* WHAT IS NEEDED:
Copy every line below that contains the string "basketball", matching case exactly.

-- begin DATA IN THIS EXERCISE --

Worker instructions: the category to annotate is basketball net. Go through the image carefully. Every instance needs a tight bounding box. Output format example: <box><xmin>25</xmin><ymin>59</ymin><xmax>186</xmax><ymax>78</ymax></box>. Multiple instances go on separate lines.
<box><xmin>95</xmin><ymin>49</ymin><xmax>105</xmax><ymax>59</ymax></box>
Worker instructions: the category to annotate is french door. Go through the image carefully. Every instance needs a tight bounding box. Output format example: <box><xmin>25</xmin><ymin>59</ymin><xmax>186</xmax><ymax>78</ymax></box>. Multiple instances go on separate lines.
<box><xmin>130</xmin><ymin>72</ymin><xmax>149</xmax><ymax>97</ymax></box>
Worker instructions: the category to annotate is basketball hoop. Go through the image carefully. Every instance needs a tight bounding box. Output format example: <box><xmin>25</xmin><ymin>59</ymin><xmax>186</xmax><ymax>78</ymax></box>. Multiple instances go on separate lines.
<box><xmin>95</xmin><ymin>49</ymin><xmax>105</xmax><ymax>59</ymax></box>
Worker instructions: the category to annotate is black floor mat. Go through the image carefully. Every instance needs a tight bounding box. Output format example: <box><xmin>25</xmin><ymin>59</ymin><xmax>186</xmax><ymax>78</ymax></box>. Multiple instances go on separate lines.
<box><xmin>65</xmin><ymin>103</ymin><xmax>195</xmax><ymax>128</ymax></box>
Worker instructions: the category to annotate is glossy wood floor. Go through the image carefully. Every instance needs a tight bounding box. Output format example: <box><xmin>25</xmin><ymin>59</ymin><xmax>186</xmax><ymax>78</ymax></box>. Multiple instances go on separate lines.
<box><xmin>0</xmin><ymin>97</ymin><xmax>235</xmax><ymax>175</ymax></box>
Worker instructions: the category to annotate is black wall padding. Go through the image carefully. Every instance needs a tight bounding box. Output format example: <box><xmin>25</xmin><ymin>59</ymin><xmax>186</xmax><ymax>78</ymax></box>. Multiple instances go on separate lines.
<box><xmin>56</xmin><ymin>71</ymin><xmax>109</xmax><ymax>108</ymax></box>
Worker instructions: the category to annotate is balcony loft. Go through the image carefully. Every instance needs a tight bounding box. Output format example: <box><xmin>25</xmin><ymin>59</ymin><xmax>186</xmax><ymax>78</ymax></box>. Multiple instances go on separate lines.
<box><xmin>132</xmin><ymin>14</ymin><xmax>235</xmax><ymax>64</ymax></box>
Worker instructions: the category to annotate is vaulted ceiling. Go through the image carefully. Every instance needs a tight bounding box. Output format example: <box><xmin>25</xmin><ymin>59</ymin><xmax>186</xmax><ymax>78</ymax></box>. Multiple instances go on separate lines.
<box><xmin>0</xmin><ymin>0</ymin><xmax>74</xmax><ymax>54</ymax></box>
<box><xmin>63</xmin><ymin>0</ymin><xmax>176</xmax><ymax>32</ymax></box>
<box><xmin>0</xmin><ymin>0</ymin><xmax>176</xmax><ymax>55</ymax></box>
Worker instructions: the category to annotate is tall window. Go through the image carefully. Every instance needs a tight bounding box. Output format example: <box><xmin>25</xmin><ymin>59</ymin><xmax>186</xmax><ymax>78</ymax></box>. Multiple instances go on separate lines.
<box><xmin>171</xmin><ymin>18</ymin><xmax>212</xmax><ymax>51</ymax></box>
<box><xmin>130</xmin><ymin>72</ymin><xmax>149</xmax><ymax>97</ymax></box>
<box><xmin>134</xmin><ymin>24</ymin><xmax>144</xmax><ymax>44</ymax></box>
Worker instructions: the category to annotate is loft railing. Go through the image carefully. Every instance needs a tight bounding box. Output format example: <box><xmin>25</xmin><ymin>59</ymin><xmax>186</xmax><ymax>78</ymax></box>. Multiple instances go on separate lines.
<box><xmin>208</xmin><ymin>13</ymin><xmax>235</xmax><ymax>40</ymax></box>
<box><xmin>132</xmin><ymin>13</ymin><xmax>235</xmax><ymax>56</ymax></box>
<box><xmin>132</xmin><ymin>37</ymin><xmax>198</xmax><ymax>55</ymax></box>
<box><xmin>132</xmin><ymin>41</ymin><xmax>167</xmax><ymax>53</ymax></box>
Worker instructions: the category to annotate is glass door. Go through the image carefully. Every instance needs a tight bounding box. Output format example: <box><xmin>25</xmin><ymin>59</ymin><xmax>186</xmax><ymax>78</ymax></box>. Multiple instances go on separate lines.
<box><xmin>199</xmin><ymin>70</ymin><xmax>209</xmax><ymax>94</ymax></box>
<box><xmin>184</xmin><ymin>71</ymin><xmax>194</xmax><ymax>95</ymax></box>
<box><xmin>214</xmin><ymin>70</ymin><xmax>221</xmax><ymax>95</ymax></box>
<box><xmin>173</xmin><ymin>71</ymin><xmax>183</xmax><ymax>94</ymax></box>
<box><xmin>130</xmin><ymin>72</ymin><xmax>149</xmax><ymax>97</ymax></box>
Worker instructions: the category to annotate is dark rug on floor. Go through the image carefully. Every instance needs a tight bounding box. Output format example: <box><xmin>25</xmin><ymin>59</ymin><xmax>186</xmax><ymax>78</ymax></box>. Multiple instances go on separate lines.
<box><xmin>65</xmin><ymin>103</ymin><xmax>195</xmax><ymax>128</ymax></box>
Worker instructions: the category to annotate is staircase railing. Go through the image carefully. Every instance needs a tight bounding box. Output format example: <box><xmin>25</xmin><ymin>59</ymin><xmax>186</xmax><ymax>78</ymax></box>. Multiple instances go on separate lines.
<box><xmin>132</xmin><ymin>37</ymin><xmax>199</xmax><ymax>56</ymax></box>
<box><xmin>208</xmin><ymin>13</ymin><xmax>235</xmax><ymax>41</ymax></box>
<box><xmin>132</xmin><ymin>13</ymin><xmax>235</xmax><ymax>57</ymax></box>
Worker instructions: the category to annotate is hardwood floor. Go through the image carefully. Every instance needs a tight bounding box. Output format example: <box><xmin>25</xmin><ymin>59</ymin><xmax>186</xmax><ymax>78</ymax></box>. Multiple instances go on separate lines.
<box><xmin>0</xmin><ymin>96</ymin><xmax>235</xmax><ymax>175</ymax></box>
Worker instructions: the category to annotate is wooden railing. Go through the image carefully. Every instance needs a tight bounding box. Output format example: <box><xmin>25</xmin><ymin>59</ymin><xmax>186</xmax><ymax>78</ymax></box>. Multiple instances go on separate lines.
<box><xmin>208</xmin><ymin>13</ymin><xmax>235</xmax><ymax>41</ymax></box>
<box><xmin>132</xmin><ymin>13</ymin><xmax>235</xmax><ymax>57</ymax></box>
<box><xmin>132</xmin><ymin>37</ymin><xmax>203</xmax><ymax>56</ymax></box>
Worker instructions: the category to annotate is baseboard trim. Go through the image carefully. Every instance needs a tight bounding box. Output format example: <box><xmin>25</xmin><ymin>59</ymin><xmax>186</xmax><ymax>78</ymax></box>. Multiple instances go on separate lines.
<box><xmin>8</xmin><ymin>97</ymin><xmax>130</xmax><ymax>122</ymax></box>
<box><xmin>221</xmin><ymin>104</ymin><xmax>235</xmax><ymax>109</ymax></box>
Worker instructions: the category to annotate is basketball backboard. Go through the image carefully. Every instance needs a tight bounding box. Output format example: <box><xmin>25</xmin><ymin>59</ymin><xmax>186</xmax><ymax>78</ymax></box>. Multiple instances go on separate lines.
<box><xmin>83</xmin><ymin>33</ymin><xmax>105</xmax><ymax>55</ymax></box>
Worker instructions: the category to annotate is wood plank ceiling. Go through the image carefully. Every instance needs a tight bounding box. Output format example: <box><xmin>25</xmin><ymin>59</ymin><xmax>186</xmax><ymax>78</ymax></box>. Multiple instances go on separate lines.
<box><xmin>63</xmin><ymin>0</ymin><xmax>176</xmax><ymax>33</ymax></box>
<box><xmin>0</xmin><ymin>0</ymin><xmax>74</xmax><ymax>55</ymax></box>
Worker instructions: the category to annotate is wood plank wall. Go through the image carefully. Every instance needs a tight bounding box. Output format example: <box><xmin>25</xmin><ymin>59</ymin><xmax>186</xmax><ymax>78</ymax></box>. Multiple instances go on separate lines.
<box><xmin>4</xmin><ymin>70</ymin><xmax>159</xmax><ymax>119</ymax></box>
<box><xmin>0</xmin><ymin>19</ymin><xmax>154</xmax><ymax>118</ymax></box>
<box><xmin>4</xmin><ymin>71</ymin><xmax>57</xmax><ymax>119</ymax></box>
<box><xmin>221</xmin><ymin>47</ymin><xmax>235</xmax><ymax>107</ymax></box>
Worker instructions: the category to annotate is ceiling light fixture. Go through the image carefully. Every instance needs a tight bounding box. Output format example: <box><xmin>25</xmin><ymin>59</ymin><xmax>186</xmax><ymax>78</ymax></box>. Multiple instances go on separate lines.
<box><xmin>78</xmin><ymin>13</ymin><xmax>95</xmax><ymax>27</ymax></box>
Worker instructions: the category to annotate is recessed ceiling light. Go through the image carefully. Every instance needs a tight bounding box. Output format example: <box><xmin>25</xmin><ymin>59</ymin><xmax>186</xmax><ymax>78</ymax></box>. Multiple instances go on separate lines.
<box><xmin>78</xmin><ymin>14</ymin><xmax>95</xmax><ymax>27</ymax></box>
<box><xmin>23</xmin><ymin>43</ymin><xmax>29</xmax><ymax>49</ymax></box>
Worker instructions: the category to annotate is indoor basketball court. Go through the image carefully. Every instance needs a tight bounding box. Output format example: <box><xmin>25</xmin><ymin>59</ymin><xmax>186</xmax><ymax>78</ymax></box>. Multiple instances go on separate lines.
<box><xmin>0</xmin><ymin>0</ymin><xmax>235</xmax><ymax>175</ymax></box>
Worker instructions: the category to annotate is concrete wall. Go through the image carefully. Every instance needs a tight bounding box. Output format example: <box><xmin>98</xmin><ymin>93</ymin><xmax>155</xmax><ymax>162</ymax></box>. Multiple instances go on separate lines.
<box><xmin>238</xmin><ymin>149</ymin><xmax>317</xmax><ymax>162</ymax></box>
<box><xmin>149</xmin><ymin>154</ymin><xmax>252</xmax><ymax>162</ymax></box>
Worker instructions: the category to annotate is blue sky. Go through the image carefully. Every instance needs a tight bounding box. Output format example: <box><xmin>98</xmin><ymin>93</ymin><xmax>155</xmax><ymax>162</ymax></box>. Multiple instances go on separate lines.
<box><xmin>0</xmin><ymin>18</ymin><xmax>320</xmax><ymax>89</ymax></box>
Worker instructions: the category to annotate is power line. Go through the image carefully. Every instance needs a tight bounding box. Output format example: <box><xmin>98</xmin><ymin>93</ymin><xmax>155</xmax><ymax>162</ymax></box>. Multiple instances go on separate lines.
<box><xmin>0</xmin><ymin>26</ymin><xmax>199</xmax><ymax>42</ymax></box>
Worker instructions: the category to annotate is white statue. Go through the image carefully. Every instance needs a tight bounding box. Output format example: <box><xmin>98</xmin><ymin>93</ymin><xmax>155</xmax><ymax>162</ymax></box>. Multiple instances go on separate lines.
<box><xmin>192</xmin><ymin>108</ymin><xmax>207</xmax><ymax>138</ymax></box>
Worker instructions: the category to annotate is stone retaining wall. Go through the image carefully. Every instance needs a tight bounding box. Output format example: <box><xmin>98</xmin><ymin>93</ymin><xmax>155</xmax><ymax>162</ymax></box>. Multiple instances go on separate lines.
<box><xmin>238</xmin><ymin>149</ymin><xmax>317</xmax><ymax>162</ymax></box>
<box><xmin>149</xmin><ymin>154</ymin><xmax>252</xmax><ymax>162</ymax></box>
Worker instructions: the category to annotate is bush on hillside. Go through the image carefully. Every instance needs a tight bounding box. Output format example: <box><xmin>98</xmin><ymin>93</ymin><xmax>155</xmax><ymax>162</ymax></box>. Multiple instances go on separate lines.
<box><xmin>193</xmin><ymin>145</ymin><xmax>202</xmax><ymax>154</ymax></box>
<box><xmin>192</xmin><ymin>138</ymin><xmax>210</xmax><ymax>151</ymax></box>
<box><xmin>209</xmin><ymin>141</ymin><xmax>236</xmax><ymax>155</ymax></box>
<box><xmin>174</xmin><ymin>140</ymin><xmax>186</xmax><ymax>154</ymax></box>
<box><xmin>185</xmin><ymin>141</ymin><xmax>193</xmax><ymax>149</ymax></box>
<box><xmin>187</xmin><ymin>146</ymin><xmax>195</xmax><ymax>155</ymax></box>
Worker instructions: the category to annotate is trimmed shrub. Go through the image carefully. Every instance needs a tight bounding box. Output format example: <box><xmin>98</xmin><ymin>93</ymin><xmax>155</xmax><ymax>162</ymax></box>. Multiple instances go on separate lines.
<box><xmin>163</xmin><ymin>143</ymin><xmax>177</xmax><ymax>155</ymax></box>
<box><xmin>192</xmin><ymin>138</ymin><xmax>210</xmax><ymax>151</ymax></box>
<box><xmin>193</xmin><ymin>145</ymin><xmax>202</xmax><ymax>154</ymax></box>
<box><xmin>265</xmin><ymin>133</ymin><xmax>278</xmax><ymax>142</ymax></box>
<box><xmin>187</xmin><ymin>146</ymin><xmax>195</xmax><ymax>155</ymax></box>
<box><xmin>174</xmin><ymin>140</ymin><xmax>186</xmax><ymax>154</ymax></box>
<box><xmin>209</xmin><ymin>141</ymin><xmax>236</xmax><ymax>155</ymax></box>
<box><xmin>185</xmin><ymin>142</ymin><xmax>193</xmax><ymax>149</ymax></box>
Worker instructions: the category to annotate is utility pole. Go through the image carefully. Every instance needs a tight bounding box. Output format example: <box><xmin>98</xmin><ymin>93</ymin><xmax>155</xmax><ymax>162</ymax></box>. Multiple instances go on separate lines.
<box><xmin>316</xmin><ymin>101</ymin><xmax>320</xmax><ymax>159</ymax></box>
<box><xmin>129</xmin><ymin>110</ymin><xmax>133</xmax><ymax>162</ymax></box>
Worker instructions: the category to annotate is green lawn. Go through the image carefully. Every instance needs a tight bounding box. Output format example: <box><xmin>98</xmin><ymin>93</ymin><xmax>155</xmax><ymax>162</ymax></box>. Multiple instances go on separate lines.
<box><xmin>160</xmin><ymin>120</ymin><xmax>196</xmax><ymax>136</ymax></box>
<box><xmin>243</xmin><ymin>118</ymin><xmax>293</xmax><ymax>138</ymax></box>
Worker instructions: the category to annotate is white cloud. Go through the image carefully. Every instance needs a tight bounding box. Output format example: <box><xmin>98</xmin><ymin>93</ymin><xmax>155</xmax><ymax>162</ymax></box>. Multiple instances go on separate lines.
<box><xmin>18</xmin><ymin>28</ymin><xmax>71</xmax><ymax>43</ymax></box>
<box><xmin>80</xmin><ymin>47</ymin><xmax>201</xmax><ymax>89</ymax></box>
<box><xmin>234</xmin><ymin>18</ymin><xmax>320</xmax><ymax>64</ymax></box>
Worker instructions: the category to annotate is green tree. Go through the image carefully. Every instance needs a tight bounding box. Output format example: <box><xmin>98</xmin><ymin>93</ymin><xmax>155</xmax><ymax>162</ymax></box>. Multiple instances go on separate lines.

-- end DATA IN THIS EXERCISE --

* FINISHED ANSWER:
Worker instructions: the category to annotate is basketball net. Go through the image carefully. Every instance needs a tight bounding box. Output format example: <box><xmin>25</xmin><ymin>59</ymin><xmax>186</xmax><ymax>78</ymax></box>. Multiple instances go on separate lines.
Worker instructions: the category to annotate is basketball hoop. Go through the image carefully. Every instance needs a tight bounding box. Output format example: <box><xmin>25</xmin><ymin>59</ymin><xmax>186</xmax><ymax>78</ymax></box>. Multiple instances go on separate lines.
Worker instructions: the category to annotate is basketball backboard. Go through the image carefully. Every instance needs a tight bounding box. Output format example: <box><xmin>25</xmin><ymin>59</ymin><xmax>186</xmax><ymax>78</ymax></box>. Multiple instances go on separate lines.
Worker instructions: the category to annotate is indoor basketball court. Go through the image carefully. Every instance needs a tight bounding box. Output format example: <box><xmin>25</xmin><ymin>59</ymin><xmax>186</xmax><ymax>78</ymax></box>. Multiple instances go on separate lines.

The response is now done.